What is required >> Reproduce every entry below precisely. Pictures are excluded from the copy.

Records to use >>

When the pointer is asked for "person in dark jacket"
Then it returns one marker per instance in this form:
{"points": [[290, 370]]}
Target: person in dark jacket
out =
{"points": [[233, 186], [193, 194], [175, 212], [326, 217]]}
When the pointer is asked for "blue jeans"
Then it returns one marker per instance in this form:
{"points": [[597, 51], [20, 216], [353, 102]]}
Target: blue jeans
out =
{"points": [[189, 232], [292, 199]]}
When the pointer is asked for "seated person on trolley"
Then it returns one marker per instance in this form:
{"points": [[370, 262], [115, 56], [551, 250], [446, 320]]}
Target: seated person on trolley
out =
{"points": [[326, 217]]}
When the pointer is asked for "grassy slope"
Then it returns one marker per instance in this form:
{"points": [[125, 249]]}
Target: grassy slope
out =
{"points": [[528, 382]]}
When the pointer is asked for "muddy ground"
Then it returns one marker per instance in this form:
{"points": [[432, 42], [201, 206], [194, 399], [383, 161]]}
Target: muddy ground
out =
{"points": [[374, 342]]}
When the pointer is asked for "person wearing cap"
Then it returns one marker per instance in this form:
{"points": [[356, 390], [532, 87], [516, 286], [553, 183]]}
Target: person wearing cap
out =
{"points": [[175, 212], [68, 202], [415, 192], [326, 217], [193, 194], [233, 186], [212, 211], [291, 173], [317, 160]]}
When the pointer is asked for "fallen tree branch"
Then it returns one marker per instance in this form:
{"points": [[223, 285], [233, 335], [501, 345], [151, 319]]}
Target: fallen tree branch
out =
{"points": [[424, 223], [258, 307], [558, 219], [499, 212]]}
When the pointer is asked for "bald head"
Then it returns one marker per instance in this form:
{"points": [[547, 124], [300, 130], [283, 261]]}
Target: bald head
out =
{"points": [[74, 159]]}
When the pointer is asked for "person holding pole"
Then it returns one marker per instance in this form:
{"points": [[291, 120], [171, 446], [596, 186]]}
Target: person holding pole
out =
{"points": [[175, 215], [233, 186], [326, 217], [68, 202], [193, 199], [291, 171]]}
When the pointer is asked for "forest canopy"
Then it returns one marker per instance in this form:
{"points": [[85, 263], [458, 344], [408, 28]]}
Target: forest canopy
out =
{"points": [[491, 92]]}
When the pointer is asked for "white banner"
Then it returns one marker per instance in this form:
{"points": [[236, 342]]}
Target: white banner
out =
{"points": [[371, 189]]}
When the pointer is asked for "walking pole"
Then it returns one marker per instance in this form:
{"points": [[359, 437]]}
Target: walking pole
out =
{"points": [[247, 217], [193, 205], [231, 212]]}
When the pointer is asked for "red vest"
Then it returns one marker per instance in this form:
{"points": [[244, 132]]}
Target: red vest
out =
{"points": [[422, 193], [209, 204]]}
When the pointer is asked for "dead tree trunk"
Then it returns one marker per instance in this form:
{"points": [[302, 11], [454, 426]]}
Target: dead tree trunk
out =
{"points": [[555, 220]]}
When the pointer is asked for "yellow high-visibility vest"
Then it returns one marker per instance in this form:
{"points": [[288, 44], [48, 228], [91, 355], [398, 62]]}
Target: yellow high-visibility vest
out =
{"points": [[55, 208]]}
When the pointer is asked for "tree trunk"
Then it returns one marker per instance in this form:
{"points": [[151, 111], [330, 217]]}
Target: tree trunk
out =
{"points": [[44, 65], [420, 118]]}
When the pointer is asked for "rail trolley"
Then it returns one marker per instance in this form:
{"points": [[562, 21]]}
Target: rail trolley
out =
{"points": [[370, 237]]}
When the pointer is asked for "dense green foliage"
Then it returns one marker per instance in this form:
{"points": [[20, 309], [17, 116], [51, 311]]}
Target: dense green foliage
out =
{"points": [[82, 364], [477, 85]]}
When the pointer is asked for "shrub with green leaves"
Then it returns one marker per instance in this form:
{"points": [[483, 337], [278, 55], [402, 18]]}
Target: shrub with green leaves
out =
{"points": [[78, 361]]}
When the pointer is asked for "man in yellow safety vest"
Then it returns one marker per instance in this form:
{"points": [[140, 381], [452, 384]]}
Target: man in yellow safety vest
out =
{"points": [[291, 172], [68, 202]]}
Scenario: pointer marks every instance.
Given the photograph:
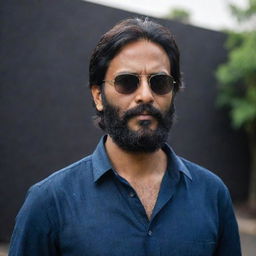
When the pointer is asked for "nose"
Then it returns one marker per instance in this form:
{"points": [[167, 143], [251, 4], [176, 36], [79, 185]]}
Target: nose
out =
{"points": [[144, 93]]}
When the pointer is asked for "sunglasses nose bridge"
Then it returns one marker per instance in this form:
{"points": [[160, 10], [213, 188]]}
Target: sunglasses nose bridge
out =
{"points": [[144, 92]]}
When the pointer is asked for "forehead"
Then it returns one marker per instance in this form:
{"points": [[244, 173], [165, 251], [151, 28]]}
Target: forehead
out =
{"points": [[141, 56]]}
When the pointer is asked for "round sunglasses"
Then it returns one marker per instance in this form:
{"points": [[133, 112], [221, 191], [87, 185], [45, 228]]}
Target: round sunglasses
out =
{"points": [[128, 83]]}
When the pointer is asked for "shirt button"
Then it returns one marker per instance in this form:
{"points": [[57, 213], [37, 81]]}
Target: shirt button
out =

Result of this task >>
When the pointer is asked for "person in dark jacket"
Then it returns one marker per instance in this form:
{"points": [[290, 370]]}
Target: person in dark jacket
out =
{"points": [[233, 186], [193, 194], [175, 212], [326, 217]]}
When the pointer is asked for "blue jeans"
Then it returns one marker per instance in this form:
{"points": [[597, 51], [20, 216], [353, 102]]}
Target: blue jeans
out =
{"points": [[189, 232], [292, 199]]}
When the pointer is asked for "seated person on trolley"
Then it returns one marker per instance in this form:
{"points": [[370, 262], [115, 56], [551, 250], [446, 320]]}
Target: seated person on trolley
out =
{"points": [[326, 217]]}
When the pointer is asked for "grassy slope"
Then it returns one marker per instance in this form:
{"points": [[125, 249]]}
Target: grassy slope
out =
{"points": [[528, 382]]}
When the pointer is asked for "muddy ground"
Then it returns one marker per instance in this form:
{"points": [[432, 42], [201, 206], [194, 399], [383, 161]]}
Target: muddy ground
out =
{"points": [[374, 342]]}
When the pointer is asked for "person wearing cap"
Then it returns one marker per instance in this form:
{"points": [[356, 390], [532, 87], [516, 286], [553, 183]]}
Target: person wearing cap
out =
{"points": [[175, 212], [68, 202], [415, 192], [326, 217], [193, 194], [233, 186], [212, 211], [291, 173], [317, 160]]}
When the pointer is asked for "fallen tree branch"
Then it returns one marker per instance in this form:
{"points": [[223, 285], [233, 335], [501, 345], [151, 319]]}
Target: fallen tree branch
out =
{"points": [[424, 223], [258, 307], [558, 219], [499, 212]]}
When the pointer is asked for "bald head"
Then it returns one marker per instance in this form:
{"points": [[547, 124], [300, 130], [283, 261]]}
Target: bald head
out =
{"points": [[74, 159]]}
When the pointer is asked for "person holding pole"
Then it returns one marker per instance in this form:
{"points": [[291, 120], [171, 446], [596, 186]]}
Target: person holding pole
out =
{"points": [[175, 215], [233, 186], [326, 217], [68, 202], [193, 199], [291, 171]]}
When the pointer is asked for "forest canopy"
Then it returns one marker per instance in this form:
{"points": [[85, 263], [458, 344], [408, 28]]}
Target: forest canopy
out =
{"points": [[491, 92]]}
When the pointer is asked for "white banner"
Then it returns one marker per instance in this form:
{"points": [[236, 342]]}
Target: white banner
out =
{"points": [[371, 189]]}
When the pointer is asked for "walking pole"
Then it returns one marker per instance in this form:
{"points": [[359, 437]]}
Target: walking pole
out =
{"points": [[247, 217], [193, 205], [231, 212]]}
When the pointer is asked for "red vest"
Then it returns one marker per instance in this form:
{"points": [[244, 132]]}
Target: red vest
out =
{"points": [[422, 193], [209, 204]]}
When the pointer is asked for "dead tree trunk"
Then it returns one marker per instance in this form:
{"points": [[302, 11], [454, 426]]}
Target: dead tree trunk
out =
{"points": [[555, 220]]}
When the pointer is asked for "yellow high-visibility vest"
Then it returns one marker per instance in this form:
{"points": [[288, 44], [48, 228], [91, 355], [398, 62]]}
Target: yellow high-visibility vest
out =
{"points": [[55, 208]]}
When the pointer is asked for "tree trunk"
Then it returns one marker per instance in this form:
{"points": [[151, 111], [330, 217]]}
Target: tree trunk
out =
{"points": [[44, 65], [420, 118]]}
When the pointer is asked for "rail trolley"
Then it returns one marker per instance in this form:
{"points": [[562, 21]]}
Target: rail trolley
out =
{"points": [[370, 237]]}
When the pointer is asked for "dense green foliage"
Then it returns one marker per instance in this form:
{"points": [[20, 309], [17, 116], [51, 311]]}
Target: dense green foliage
out =
{"points": [[82, 364], [477, 85]]}
When the pointer is asked for "shrub with green leaves"
Then it returns one marker per instance in this form:
{"points": [[483, 337], [278, 55], [402, 18]]}
Target: shrub with green leaves
out =
{"points": [[78, 361]]}
When the pointer is asked for "man in yellow safety vest"
Then it returns one marker per instance in this form:
{"points": [[140, 381], [452, 384]]}
Target: man in yellow safety vest
out =
{"points": [[291, 172], [68, 202]]}
Scenario: pointer marks every instance.
Given the photograph:
When the pointer is asked for "nose"
Then it returns one marker per instance in this form:
{"points": [[167, 143], [251, 4], [176, 36], [79, 185]]}
Target: nose
out =
{"points": [[144, 93]]}
When the pointer is asked for "sunglasses nose bridge"
Then it returns one marker per instance in this form:
{"points": [[160, 10], [213, 188]]}
Target: sunglasses nose bridge
out =
{"points": [[144, 92]]}
When the pointer is asked for "forehead"
Then it returns one marker per instance in this form:
{"points": [[244, 173], [165, 251], [151, 28]]}
Target: forehead
out =
{"points": [[141, 56]]}
When the pointer is asked for "round sunglasses"
Then it returns one marker per instance in this form:
{"points": [[133, 112], [221, 191], [87, 185], [45, 228]]}
Target: round sunglasses
out =
{"points": [[128, 83]]}
When the pointer is asked for "shirt button"
Then it returns one marker per instance in this form:
{"points": [[57, 213], [37, 81]]}
Target: shirt button
out =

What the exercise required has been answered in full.